[Selected passage]:
--

Love Cocoa founder, James Cadbury concurs with changing priorities, “Thankfully our online sales are up 3000% compared to the same time the previous year. We’re also promoting random acts of kindness in partnership with the Duchess of York, by ensuring that for every product we sell, we donate another product to an NHS worker, providing them with a welcome pick-me-up after a long work shift.”

According to Alan Bird, Purition is one business whose fresh, nutritious (and long shelf life) profile means that the team’s finding itself with “less not more time as we blend, prepare and deliver daily.” There’s no doubt in Alan’s mind that the speed of change around food and drinks brands in the future is going to be significant, pointing to the fact that, “When the shops emptied, it wasn’t the processed, fatty or sugary foods that went first but the products with recognisable nutritional worth. In recent times plastic, carbon footprints and social purpose have been priorities. Moving forward I believe healthy and nutritional density will also get the recognition it deserves!”

Alan’s views certainly seem to resonate with those of Susan Gafsen (Pep & Lekker) and Amy Moring (Hunter & Gather). “As an ‘optimal health’ brand,” ponders Amy, “We’re noticing that our online channels are up whilst our independent stockists remain upbeat. From a supporting the community viewpoint Jeff and I will be initiating a series of ‘wellness Wednesday Instagram Lives’ where we’ll talk to key people within the industry, providing workshops/activities for people to join in with at home.”

Elsewhere Susan has focused on promoting the strong nutritional credentials of the Seed Snack range whilst promoting the benefits of healthy eating to everyone strong and fighting immunity. “With the help of a registered nutritionist we’ve written a series of posts for our various social media platforms that will provide positive messages, educate and inform. We’re also accelerating our innovation goals e.g. switching from sunflower to olive oil, to further enhance our nutritional credentials/ making our snacks paleo-friendly.”

As a luxury snacking range with a strong on-trade/supermarket presence, Made for Drinks has seen its sales drop by 70% overnight as food outlets prioritise essentials. “As a young business we’ve prioritised our team & cash position to protect employee jobs, a process that all nine of us were involved in, so we’re in the best position to explode back into the marketplace when things improve.  In the meantime we’re progressing longer-term goals, which include, removing all plastic from packaging, open & transparent supply chain/animal welfare standards by 2020 and completely carbon neutral by 2025! We’re also working with the local council to access our production facility to help feed the elderly and vulnerable of Maidenhead.”

Curiously, premium tier dog treat companies are enjoying significant uplifts in volumes domestic ally and overseas with foreign peers in full lockdown. According to Callum Griffiths of Clydach Farm, “We’re operating at six to seven times our usual weekly volumes and have had to adjust shift patterns to cover a 24/7 pick, pack and dispatch operation.” Prash Patwardhan (Pawfect Foods) says they’re benefitting from the fact that, “pet parents are paying greater attention to ingredient decks, comparing nutritional credentials whilst rejecting brands awash with ‘synthetic nasties’.”

In truth the more one digs the more cause for optimism one unearths. Fitch Brew Co’s Emily Fitchett tells us that, “the hospitality-orientated nature of our brand meant it was vital that we recalibrated our activities to online/direct to customers opportunities and export where we have a meaningful foothold. As for Purely Plantain founder Stef Pellegrino, “the slowing down has given us the crucial breathing space we required to review our business model, fast track new flavour plans and fine-tune our investment model for the long haul.”

In short, food and drink SMEs like everyone else are being buffeted in the current coronavirus storm but you certainly wouldn’t bet against them beating the odds one more time.

--

[The problem]:
In the passage on food and drink businesses during the coronavirus, by how much did Made for Drinks see its sales drop?

[Information shown]:
--

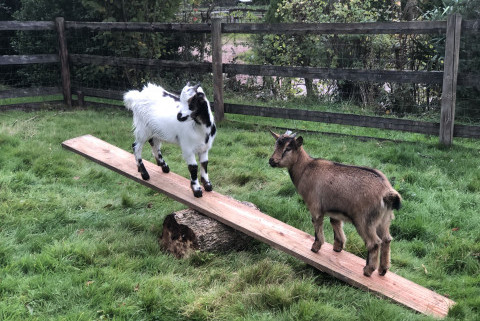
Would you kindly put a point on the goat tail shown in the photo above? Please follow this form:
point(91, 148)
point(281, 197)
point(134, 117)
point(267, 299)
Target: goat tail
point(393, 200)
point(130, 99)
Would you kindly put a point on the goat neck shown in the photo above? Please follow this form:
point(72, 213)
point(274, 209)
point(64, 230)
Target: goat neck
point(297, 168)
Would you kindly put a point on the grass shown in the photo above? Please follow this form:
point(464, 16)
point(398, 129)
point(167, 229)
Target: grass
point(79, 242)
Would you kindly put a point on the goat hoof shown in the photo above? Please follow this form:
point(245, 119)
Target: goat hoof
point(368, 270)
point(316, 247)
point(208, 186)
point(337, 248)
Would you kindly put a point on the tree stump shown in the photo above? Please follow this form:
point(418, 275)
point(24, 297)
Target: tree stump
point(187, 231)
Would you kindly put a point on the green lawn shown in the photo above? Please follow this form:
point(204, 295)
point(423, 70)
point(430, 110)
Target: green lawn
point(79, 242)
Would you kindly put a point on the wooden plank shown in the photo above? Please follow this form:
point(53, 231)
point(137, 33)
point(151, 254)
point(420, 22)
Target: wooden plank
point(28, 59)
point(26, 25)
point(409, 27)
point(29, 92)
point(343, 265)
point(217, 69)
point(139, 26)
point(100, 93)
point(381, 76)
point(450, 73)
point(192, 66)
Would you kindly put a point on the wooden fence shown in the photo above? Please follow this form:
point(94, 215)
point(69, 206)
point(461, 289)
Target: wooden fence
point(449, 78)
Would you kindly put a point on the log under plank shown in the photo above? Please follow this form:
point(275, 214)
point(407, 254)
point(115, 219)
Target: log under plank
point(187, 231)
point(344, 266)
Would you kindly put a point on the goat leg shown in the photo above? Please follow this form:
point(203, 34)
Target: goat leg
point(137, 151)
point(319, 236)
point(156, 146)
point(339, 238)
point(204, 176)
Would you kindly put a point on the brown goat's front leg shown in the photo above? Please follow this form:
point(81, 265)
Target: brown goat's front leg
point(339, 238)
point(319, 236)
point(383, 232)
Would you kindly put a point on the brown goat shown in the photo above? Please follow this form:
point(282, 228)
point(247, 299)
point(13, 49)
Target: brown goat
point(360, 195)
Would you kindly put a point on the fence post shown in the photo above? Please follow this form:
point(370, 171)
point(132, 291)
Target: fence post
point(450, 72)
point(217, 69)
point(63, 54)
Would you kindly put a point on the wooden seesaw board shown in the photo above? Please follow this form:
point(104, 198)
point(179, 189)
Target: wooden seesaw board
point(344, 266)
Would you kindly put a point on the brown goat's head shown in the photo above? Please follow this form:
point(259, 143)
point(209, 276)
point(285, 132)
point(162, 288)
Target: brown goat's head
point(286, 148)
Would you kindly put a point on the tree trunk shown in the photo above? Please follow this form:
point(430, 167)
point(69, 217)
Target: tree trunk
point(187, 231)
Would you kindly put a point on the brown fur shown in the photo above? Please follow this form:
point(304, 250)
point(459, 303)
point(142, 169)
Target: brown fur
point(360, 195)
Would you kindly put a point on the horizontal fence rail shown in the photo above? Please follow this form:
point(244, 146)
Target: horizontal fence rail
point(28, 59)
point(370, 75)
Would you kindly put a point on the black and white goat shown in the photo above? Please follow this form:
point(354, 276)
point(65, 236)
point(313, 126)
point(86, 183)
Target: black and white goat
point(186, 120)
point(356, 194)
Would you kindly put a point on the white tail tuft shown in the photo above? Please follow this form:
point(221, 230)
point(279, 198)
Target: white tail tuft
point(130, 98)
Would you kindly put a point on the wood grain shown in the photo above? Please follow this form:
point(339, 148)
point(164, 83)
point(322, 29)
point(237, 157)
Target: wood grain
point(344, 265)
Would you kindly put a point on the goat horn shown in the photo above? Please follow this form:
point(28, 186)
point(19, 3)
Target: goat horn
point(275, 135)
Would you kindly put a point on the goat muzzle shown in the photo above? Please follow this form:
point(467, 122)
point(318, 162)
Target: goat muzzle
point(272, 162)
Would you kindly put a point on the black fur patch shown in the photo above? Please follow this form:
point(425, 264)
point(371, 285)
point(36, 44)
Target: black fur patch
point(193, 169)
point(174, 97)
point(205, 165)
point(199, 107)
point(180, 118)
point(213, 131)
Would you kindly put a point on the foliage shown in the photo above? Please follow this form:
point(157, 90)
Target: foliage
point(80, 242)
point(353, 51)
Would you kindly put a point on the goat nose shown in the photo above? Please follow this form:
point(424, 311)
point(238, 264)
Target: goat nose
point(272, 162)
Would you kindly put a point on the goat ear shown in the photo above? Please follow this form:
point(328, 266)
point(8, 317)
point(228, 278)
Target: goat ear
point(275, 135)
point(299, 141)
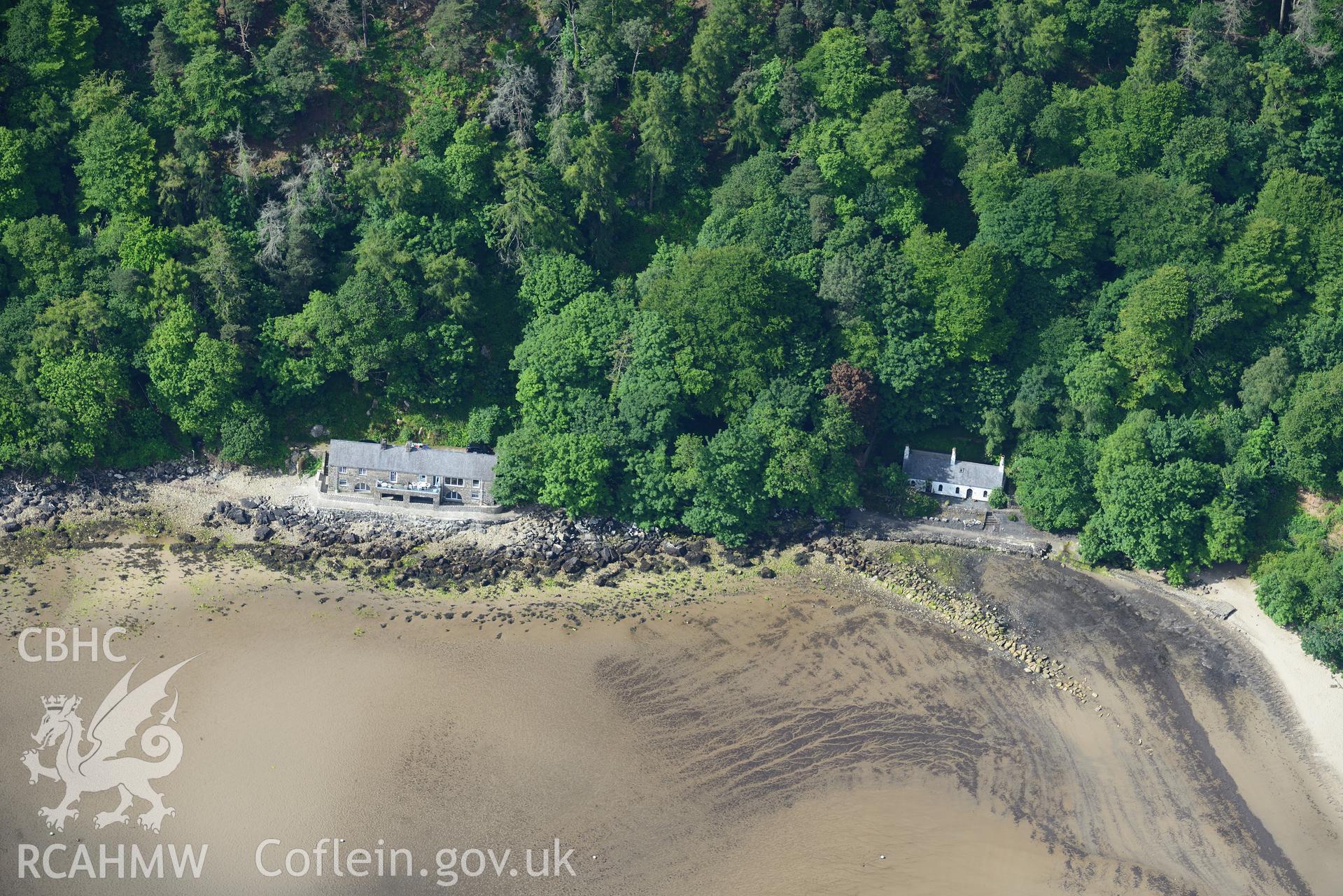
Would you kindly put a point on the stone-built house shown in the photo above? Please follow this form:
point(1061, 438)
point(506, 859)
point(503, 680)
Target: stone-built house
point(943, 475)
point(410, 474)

--

[Finished exercise]:
70% overnight